[Work to complete] Output the data once more, exactly as given.

/---

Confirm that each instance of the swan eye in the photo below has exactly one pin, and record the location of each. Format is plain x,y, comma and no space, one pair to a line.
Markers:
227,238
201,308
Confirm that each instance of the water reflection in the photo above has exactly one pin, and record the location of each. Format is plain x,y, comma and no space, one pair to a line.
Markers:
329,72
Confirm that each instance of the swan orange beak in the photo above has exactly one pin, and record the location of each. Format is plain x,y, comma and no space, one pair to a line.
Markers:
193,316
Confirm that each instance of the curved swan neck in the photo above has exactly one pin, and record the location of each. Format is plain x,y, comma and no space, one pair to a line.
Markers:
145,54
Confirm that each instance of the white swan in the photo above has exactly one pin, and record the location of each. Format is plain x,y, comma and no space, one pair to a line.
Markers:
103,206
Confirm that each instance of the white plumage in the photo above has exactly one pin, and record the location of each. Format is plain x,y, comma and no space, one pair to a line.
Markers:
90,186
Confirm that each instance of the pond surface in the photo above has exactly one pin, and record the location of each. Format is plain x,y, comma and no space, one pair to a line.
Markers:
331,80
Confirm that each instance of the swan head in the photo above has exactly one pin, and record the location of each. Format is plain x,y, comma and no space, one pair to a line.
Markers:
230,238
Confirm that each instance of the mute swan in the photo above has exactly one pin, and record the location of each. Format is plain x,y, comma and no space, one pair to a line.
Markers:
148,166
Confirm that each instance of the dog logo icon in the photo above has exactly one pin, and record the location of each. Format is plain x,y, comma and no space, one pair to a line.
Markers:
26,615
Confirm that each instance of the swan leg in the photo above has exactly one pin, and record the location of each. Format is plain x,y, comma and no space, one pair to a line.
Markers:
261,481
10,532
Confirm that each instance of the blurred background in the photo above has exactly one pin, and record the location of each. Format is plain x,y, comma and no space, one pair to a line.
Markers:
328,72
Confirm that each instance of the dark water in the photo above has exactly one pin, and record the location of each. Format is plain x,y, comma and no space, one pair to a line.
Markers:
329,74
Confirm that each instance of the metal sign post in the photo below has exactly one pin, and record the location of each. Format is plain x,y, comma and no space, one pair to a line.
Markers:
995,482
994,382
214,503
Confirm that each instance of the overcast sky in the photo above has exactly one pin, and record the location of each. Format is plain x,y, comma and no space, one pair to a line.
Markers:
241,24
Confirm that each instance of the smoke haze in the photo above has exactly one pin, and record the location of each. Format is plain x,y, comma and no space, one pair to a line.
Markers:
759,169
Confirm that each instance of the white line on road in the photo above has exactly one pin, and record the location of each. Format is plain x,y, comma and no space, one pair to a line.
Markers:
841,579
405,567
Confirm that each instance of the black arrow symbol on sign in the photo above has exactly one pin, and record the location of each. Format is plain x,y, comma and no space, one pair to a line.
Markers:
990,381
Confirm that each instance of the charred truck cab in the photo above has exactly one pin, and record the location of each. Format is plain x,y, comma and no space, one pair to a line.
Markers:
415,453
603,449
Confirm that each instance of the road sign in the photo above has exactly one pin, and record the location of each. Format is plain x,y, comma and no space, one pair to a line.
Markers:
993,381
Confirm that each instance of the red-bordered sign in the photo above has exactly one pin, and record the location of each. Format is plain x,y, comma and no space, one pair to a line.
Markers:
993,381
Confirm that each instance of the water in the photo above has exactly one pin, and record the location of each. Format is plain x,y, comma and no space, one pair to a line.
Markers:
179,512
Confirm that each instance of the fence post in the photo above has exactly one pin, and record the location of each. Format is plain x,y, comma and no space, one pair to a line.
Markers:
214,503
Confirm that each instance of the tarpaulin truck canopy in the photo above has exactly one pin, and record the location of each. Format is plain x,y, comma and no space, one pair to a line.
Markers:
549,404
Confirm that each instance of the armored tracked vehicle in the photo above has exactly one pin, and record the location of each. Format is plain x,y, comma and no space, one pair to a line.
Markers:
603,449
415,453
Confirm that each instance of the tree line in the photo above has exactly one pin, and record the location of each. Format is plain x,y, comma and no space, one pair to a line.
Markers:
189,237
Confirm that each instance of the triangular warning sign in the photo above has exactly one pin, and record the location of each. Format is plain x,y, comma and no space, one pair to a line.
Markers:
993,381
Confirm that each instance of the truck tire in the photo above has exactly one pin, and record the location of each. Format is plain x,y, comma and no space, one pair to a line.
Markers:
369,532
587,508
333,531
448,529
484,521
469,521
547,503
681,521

\---

[Exercise answer]
Confirm that each instance of the swan eye in the photo below has exactly one pin, and record the location of each. Format is plain x,y, comma and no space, one pair to a line.
Markers:
227,238
201,308
Confirm that each instance of the water reflection in the photo above has exactly one pin, and record the location of each. Format is plain x,y, comma and no space, one pair to a line.
Markers:
329,72
Confirm that each instance of the swan orange beak in the photo above has exactly one pin, and record the location of each. Format is plain x,y, comma and no space, one pair to a line.
Markers:
193,316
Confirm that each instance of the curved swan neck in the photo above has exactly one pin, and record the location of each. Format is plain x,y, comma and no space, one pair to a line.
Markers:
145,54
Confirm that each instance of the white swan in the photo above has exactly one pin, and record the location of each. Format is plain x,y, comma and no space, one pair to a line.
Markers:
103,206
Confirm that each instance of the white plumage in the photo above has exactly one pin, and record the location of each. Format is plain x,y, comma and no space, one pair to a line.
Markers:
90,186
Confirm that each instance of the pond surface in the photo above has exactly one pin, and record the location of each. Format is plain x,y, comma and no space, one pair to a line.
Markers:
331,80
Confirm that each instance of the swan head in the photo above has exactly one pin, and record the location of each. Format is plain x,y, comma and no space, one pair to a line.
Markers:
230,238
Confirm that each instance of the mute swan in the photo above has exactly one pin, and record the location of each. Format is plain x,y, comma and no space, one pair to a line.
Markers:
148,166
Confirm that each instance of the dog logo icon in the photo above has exactly one pin, and record the location of each. Format is plain x,y, comma and no space, one pair to a line.
Markers:
26,615
Confirm that each instance of the swan leg in the photo above has exactly one pin, and record the location of each. Format is plain x,y, comma and no space, one pair to a line.
Markers:
261,481
10,532
Confirm that each instance of the blurred background in the photo above has exactly one pin, and record the location of each. Format is plain x,y, comma and no space, one pair to a line.
Markers:
328,72
Confirm that each instance of the dark water in the photo above has exactly one pin, and record the location of each. Format is plain x,y, comma and no space, one pair to a line.
Markers:
329,74
Confirm that each instance of the metal sign post in the photo below has exactly one pin, and record the location of each. Format is plain x,y, comma and no space, one pair to a line.
Markers:
995,482
994,382
214,503
Confirm that each instance of the overcast sky in the photo above has exactly one pin, and record the location of each. Format is plain x,y, comma and no space, one pair to a line.
Markers:
241,24
Confirm that each instance of the smoke haze in the photo above has exactly one pin, and record the location of each. Format is plain x,y, comma and no space, one pair to a line.
Markers:
759,169
Confirm that each instance of the white line on road in the photo above has exactly one pin, and record the location of each. Format is plain x,y, comma and no space, one pair to a line.
Markers:
841,579
405,567
Confirm that each instance of the black arrow symbol on sign in the photo above has exactly one pin, and record the location of each. Format is plain x,y, comma and no space, one pair to a line.
Markers:
990,381
Confirm that each instance of the charred truck cab in the photo above has exactly one pin, and record the location of each. Format is plain x,y, comma and no space, one pair to a line.
Markers:
415,453
603,449
Confirm that each instance of the road sign in the photo above has exactly one pin, and record the location of each. Format is plain x,y, comma and no space, one pair to a line.
Markers:
993,381
Confirm that each instance of the red-bordered sign in the photo above has exactly one pin, and record the location of each. Format is plain x,y, comma and no space, one pair to a line.
Markers:
993,381
Confirm that each instance of the water in the photo above has exactly one pin, and record the location of each. Format is plain x,y, comma and no space, one pair to a line.
Markers:
179,512
Confirm that each instance of the fence post in the photo above has exactly one pin, and record the location of each. Format is plain x,y, comma and no space, one pair to a line.
Markers:
214,503
Confirm that each instance of the tarpaulin truck canopy in the photo above has exactly one pin, and record the location of each. Format is plain x,y, comma and no space, one pair to a line.
Markers:
549,404
Confirm that each instance of the armored tracked vehicle in the photo above has exactly one pin, and record the location of each. Format is plain x,y, comma and no space, one pair to a line.
Markers:
603,449
415,453
Confirm that each instance of the tree line in the photo above has exactly one pin, and record the location of each. Format is plain x,y, comma and no space, one pair to a line.
Markers:
189,237
Confirm that each instance of the triangular warning sign in the photo above has exactly one pin, and record the location of each. Format is plain x,y, comma and no space, one pair to a line.
Markers:
993,381
Confirm that each instance of the truck tire in the photo above has exactly one pin, and record the location of each. Format is plain x,y, comma and no space, one pair to a line.
Markers:
369,532
587,508
333,531
448,529
484,521
469,521
547,503
681,521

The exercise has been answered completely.